====== Materials provided
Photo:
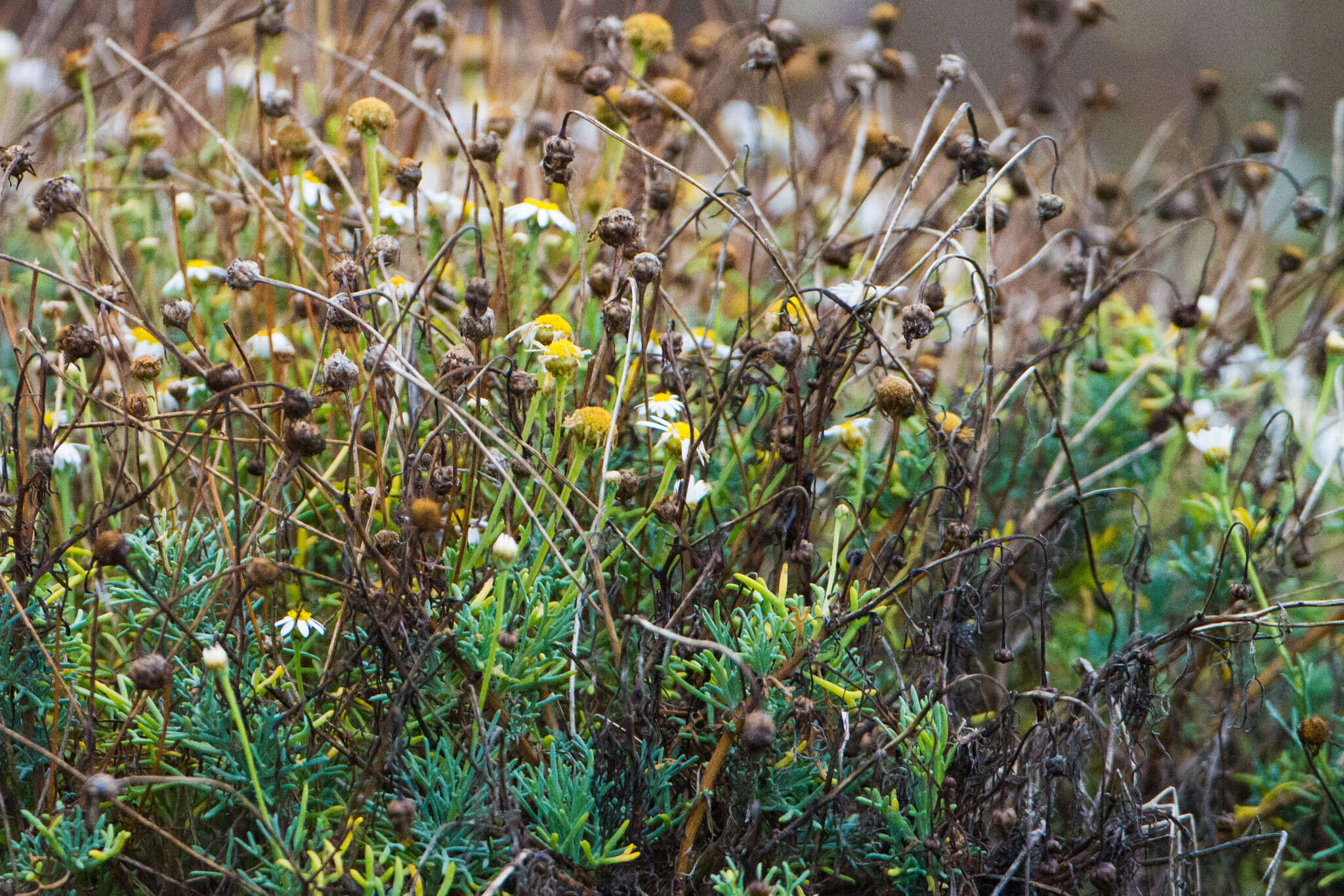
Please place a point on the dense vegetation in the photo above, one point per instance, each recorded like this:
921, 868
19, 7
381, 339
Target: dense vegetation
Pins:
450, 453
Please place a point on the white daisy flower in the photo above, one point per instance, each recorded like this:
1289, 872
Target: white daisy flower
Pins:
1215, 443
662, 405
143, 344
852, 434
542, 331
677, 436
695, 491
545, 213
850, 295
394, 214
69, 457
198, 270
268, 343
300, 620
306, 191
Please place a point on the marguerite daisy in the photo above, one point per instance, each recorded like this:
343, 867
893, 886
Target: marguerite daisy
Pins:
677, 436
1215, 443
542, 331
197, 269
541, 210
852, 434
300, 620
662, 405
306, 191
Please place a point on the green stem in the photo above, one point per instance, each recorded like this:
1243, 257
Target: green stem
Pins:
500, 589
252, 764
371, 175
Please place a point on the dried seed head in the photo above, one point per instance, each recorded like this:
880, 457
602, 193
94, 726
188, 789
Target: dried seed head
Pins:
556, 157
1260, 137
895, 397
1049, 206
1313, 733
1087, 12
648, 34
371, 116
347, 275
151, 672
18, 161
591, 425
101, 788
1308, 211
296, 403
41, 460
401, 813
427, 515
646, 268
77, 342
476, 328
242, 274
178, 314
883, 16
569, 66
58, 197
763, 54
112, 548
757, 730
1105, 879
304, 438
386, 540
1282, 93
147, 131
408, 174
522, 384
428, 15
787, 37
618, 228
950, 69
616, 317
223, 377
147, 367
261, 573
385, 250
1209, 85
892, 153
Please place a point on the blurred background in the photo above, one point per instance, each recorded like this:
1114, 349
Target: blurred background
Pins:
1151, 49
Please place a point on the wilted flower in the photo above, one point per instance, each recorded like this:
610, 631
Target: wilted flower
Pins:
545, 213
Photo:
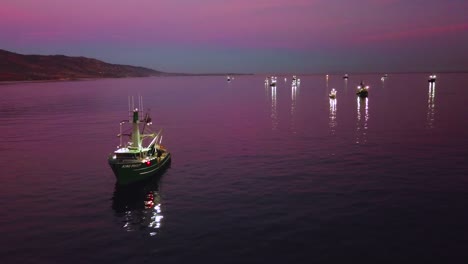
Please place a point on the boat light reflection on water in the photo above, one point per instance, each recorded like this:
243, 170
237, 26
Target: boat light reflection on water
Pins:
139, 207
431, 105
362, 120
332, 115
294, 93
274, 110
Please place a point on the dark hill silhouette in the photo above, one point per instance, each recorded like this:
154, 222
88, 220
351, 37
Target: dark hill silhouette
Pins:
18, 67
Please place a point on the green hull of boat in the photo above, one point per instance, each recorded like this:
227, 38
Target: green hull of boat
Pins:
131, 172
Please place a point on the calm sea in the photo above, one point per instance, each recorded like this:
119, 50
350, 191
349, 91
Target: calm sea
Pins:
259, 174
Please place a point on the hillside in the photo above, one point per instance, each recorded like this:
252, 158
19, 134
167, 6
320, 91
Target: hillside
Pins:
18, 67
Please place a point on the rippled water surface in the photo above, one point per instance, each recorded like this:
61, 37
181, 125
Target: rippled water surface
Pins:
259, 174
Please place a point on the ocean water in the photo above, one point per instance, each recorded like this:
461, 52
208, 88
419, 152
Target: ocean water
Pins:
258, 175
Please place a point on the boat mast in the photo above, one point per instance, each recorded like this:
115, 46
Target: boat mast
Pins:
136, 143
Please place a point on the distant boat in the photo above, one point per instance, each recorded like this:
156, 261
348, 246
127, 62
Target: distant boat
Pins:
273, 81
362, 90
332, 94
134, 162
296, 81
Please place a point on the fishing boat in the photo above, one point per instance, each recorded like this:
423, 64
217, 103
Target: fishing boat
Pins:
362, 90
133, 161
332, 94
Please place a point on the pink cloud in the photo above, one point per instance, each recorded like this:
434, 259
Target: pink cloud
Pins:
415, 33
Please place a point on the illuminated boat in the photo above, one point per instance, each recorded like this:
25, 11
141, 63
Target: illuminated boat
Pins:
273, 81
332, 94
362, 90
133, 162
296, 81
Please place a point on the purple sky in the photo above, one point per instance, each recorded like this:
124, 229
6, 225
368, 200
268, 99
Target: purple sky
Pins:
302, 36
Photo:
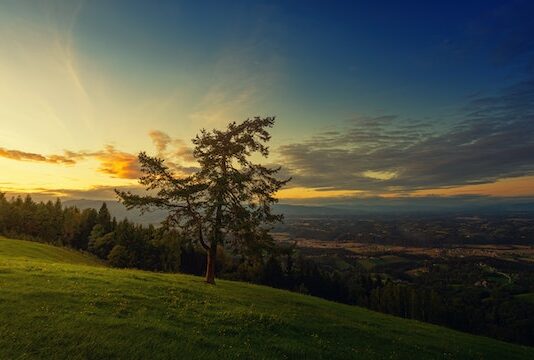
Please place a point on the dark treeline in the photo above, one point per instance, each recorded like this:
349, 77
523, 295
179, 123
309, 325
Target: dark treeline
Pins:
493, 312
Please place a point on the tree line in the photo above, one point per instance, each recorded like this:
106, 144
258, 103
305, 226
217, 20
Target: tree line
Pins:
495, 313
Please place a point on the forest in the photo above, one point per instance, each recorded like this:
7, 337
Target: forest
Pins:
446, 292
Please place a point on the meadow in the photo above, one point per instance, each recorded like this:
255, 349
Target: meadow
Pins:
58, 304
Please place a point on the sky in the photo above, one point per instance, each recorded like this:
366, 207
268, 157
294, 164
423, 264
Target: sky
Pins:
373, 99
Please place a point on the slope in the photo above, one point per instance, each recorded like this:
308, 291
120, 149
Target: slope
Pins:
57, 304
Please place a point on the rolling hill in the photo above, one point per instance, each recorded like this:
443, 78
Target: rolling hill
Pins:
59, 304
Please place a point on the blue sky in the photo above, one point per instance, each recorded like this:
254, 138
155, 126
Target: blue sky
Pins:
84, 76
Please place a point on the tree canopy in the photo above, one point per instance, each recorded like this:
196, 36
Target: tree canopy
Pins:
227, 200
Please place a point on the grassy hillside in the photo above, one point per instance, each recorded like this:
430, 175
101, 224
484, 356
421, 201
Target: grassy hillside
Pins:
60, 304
============
(Request):
Can you copy out, character for character, every line of the listing above from the one containing "Please place a point on the grassy" through its final line, inclusive?

(Reply):
Please place a point on the grassy hillside in the photo above, one point per instance, each recorded like this:
430, 175
101, 224
484, 356
421, 201
Target: grassy hillside
Pins:
60, 304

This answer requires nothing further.